§ **Supplied records**:
— begin —
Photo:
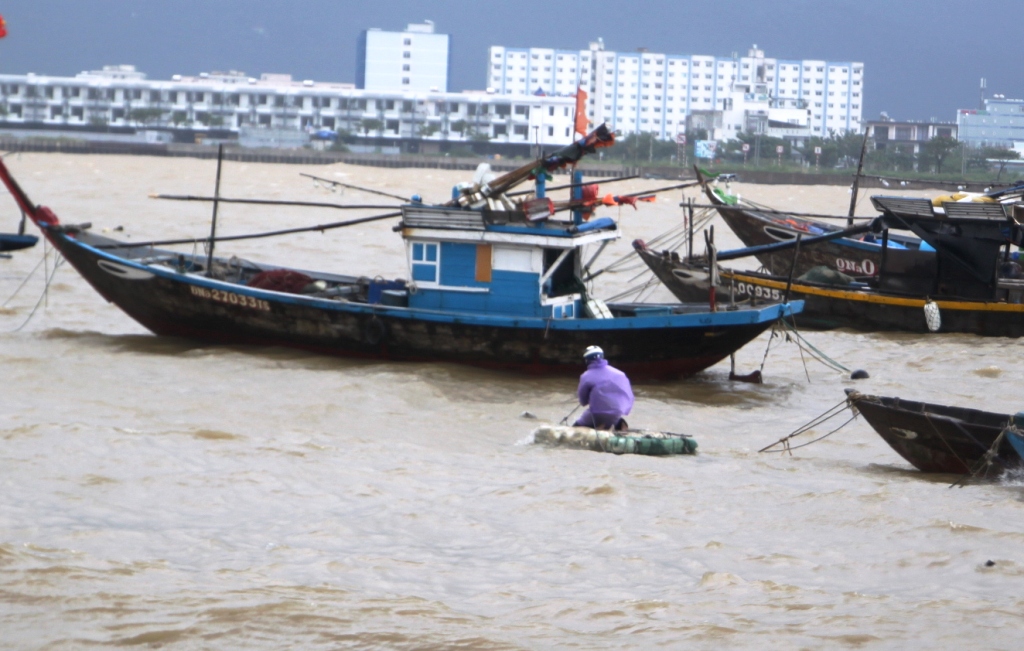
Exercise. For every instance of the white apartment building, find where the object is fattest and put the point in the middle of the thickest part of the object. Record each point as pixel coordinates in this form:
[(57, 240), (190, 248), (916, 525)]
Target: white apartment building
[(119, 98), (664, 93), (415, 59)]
— end —
— begin —
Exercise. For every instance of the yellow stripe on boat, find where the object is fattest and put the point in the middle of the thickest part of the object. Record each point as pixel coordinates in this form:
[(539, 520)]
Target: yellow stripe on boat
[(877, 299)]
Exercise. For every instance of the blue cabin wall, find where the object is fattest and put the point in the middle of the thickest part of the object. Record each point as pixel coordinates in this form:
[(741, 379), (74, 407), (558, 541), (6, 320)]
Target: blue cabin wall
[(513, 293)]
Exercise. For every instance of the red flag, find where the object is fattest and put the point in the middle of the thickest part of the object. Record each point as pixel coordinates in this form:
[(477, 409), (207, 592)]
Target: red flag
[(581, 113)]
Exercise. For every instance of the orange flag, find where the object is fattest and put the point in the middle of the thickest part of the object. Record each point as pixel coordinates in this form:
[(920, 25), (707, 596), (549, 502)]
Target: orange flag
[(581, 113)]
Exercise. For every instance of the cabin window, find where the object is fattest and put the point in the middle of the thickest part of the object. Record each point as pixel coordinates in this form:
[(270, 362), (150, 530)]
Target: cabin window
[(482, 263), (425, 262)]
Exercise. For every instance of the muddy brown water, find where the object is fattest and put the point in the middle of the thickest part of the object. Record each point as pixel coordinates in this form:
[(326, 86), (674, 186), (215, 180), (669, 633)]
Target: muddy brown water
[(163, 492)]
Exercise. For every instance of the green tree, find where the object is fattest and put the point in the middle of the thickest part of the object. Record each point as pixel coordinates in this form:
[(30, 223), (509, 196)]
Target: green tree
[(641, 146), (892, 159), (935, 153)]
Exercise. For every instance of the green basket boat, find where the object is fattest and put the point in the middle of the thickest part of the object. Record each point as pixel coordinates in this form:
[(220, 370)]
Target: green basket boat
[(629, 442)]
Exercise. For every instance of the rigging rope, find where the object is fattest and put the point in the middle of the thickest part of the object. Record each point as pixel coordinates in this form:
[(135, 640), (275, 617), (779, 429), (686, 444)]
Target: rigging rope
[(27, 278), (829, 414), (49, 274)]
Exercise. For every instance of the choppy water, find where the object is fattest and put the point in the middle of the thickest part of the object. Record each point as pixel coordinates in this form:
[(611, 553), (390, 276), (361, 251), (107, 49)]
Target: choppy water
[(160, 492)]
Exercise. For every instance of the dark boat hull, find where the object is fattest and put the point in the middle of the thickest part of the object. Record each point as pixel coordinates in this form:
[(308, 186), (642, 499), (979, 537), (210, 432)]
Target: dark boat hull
— end —
§ **Request**:
Edit the entries starting at the line that has "Exercise. For every instance of the green tree, find" and stopping after the line that has "[(629, 442)]", replacing "green basket boat" with "round basket boat" and leaving everything else unchanged. Return only those lines.

§ **Answer in full**:
Exercise. For every instance of the green tree, find where the object is fattest and put the point in the middle of the thickest part of the object. Record each point as pixel coordinates in this form:
[(30, 223), (509, 196)]
Target: green tree
[(641, 146), (892, 159), (935, 153)]
Exercise. For every instance of the round basket boat, find where the object is fattest and put the point in the middle of the thickest part of the object. Record each point as pixel coordinates in this form:
[(220, 370)]
Target: round basket boat
[(629, 442)]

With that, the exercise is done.